[RECORDED DATA]:
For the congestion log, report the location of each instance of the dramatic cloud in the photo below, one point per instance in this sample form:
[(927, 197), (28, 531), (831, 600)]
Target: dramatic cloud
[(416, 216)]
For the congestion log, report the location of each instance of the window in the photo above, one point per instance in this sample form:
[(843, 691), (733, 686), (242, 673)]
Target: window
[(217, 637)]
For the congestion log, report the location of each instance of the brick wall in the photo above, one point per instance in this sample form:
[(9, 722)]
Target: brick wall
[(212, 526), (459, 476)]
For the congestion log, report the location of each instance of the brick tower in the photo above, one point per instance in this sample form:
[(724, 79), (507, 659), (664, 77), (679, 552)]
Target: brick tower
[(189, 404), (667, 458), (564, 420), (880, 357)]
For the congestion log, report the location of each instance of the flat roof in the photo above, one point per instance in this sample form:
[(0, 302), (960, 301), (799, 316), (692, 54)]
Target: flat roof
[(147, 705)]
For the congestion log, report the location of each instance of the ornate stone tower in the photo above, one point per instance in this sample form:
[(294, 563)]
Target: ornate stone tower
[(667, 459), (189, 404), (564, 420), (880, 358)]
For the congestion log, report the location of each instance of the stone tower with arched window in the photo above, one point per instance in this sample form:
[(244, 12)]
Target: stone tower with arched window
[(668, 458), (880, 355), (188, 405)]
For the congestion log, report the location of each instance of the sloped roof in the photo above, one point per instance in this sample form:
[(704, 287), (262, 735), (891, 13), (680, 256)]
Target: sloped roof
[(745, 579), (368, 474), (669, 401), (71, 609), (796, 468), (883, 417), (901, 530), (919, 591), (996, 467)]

[DIRECTIVE]: Can you write out the data again from the line with "the brick wall" to the line with "[(212, 526), (459, 476)]", both ends included, keeping every line but raising each coordinate in the answer points by 41?

[TASK ANSWER]:
For the congestion log, report the location of each instance of the brick wall in the photo above, one point per instance in this sample form:
[(9, 722)]
Target: brick wall
[(253, 567), (500, 517)]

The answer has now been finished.